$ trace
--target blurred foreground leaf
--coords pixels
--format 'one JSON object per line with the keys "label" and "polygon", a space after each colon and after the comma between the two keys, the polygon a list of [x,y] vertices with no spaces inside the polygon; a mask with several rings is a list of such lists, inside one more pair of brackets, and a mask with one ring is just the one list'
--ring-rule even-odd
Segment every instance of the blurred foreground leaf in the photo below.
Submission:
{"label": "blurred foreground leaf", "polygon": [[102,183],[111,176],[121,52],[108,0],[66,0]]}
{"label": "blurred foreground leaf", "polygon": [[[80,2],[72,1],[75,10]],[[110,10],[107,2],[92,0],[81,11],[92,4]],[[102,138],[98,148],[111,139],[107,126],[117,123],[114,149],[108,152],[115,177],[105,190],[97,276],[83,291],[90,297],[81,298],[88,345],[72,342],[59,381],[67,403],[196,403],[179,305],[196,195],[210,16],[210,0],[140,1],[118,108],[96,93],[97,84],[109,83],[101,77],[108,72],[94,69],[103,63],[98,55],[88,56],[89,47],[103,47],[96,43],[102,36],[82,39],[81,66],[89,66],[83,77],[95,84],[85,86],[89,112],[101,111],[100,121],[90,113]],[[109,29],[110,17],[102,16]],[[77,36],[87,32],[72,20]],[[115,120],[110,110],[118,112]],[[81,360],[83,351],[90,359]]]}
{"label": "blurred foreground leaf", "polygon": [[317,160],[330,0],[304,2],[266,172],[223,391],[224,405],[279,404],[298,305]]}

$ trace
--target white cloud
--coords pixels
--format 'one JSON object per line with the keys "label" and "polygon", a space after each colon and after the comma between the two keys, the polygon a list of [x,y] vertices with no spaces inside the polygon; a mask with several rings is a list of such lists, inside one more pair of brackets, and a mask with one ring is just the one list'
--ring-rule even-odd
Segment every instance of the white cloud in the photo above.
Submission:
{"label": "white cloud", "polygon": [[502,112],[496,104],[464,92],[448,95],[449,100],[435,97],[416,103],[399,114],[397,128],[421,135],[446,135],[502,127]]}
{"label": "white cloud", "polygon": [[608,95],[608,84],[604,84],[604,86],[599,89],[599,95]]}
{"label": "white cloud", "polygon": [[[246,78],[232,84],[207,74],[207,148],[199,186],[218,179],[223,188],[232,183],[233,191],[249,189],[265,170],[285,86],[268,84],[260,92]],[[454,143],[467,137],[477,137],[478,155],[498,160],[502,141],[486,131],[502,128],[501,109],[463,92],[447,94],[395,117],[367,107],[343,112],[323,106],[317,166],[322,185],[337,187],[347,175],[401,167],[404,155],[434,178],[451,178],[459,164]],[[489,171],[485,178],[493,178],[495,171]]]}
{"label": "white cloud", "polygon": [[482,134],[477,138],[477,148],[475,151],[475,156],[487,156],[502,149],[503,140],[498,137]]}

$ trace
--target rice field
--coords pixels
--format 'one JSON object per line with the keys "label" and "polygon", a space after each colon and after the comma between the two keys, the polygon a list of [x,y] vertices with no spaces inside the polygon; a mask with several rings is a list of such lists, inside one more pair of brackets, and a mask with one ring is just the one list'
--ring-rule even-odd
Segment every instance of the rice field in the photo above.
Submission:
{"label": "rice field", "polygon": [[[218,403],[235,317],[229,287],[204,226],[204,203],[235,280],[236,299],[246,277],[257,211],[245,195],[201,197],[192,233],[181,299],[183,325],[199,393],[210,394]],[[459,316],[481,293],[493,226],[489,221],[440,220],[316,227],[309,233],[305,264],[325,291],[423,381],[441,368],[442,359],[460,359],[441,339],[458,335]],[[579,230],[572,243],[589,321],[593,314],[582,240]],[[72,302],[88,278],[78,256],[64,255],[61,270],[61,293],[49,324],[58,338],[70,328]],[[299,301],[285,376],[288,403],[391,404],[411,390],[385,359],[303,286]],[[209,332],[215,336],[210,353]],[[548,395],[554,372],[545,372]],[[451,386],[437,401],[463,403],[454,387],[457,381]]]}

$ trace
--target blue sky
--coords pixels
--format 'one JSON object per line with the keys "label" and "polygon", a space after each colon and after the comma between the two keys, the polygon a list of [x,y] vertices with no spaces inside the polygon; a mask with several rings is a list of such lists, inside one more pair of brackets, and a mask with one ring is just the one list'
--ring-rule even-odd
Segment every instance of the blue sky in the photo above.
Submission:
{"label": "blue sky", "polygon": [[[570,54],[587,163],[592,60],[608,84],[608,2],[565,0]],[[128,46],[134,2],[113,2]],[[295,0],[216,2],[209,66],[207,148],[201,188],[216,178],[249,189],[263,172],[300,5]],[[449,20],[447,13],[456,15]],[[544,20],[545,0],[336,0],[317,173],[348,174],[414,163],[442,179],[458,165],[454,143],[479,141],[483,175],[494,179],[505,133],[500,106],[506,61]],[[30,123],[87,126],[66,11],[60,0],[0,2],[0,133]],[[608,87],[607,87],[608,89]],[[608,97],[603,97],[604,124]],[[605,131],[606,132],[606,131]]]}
^^^^^^^^^^^^^^^^
Your objective — Which lines in the items above contain the string "target"? Pick out each one and copy it in full.

Task result —
--target blurred foreground leaf
--target white cloud
--target rice field
--target blue sky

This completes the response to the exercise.